---------- SOURCE MATERIAL

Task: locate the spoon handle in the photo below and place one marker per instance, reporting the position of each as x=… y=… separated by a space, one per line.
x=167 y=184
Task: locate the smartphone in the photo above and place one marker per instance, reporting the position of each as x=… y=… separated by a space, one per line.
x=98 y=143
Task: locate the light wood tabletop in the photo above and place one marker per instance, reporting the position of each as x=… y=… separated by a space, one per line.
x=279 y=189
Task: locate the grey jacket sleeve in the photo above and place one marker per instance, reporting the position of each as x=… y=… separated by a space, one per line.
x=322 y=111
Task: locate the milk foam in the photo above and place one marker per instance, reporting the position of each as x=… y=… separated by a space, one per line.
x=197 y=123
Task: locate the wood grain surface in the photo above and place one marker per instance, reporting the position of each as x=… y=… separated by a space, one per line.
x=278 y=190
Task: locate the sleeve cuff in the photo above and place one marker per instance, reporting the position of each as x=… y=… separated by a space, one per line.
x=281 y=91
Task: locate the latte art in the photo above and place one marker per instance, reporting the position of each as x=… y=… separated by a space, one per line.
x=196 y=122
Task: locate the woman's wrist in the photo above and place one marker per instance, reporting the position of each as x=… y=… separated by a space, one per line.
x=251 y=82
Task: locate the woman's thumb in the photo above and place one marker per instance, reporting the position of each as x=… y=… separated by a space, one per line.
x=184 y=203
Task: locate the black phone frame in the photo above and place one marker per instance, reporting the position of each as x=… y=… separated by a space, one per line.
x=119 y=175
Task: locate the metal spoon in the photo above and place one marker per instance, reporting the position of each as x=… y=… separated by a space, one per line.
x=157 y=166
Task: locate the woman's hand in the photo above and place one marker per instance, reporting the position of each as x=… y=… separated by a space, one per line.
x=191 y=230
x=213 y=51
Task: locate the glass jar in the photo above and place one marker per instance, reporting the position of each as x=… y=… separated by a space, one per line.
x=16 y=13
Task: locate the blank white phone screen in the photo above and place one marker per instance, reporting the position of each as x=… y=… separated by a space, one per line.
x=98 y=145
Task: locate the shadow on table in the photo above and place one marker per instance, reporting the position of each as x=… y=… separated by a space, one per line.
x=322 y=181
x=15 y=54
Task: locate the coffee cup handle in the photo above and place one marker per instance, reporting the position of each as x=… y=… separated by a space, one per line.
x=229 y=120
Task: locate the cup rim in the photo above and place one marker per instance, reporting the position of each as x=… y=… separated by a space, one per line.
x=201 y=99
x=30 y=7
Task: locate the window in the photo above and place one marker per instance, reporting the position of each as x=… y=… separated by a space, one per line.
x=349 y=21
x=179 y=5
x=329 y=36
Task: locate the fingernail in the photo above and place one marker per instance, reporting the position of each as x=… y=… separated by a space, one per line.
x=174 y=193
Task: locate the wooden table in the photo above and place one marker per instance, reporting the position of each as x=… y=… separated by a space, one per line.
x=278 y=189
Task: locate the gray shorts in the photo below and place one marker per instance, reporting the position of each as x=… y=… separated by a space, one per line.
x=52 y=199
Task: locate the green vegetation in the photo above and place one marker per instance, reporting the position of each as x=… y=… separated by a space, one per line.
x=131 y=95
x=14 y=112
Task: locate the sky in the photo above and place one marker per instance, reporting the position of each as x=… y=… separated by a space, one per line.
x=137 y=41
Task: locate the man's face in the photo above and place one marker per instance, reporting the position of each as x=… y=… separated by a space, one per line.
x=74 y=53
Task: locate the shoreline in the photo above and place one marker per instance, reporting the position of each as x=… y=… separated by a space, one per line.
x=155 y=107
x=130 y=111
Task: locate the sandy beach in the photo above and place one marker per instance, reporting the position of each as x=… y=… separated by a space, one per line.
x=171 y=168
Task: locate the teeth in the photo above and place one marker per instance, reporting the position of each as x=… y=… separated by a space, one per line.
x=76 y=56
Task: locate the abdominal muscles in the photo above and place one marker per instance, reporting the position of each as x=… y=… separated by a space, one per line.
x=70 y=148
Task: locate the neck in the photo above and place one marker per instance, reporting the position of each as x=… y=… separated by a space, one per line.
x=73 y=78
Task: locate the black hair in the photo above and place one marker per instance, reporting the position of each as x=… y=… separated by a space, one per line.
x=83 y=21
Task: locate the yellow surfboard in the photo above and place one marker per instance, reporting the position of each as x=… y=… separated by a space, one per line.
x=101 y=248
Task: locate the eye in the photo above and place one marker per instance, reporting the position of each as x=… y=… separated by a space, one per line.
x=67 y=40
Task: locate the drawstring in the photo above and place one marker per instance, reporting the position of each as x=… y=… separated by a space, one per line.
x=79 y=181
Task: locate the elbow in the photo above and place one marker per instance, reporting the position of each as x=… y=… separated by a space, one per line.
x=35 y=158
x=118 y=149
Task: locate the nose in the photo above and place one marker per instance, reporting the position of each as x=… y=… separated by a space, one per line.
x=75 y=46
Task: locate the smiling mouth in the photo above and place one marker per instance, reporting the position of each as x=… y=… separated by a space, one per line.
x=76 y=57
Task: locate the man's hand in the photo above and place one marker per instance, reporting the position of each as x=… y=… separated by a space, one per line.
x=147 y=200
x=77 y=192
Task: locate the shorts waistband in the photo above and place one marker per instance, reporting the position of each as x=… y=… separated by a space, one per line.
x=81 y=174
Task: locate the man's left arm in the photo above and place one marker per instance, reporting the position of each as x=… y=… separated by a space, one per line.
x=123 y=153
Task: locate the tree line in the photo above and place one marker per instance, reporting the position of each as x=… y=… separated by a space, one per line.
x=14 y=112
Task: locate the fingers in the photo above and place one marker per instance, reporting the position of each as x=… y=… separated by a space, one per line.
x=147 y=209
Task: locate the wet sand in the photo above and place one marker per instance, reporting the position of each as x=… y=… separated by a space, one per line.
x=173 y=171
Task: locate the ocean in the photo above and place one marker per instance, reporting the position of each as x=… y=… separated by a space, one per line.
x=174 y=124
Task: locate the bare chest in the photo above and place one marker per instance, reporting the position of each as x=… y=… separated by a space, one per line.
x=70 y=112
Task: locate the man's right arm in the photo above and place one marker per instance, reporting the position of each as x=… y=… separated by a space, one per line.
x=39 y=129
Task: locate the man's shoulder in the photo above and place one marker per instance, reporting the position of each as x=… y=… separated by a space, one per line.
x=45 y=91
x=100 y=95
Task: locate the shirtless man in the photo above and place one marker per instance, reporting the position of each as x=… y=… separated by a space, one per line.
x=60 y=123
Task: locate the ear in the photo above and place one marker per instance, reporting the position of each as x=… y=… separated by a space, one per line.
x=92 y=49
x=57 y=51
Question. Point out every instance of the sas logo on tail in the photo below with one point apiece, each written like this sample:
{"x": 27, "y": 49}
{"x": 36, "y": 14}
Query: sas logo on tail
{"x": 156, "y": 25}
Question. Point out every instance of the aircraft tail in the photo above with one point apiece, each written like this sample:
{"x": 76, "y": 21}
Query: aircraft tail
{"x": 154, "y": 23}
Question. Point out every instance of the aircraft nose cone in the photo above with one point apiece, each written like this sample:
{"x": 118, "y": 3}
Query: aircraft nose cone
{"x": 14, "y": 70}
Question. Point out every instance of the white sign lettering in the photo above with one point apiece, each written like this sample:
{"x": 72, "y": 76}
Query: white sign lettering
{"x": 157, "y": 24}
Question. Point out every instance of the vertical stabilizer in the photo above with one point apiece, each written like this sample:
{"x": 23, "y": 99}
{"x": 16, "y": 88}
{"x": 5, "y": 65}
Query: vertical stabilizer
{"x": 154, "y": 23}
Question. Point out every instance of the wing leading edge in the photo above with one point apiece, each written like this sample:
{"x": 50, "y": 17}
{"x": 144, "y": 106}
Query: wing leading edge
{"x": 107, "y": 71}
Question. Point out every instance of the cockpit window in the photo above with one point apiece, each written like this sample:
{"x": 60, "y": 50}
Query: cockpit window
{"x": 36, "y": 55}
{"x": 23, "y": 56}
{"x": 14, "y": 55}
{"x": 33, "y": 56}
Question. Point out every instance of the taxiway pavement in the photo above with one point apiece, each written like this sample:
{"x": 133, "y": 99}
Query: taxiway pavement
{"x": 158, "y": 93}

--------------------

• WHAT TO DO: Report only the number of lines that hold the string "apiece" in this listing.

• TASK RESULT: 8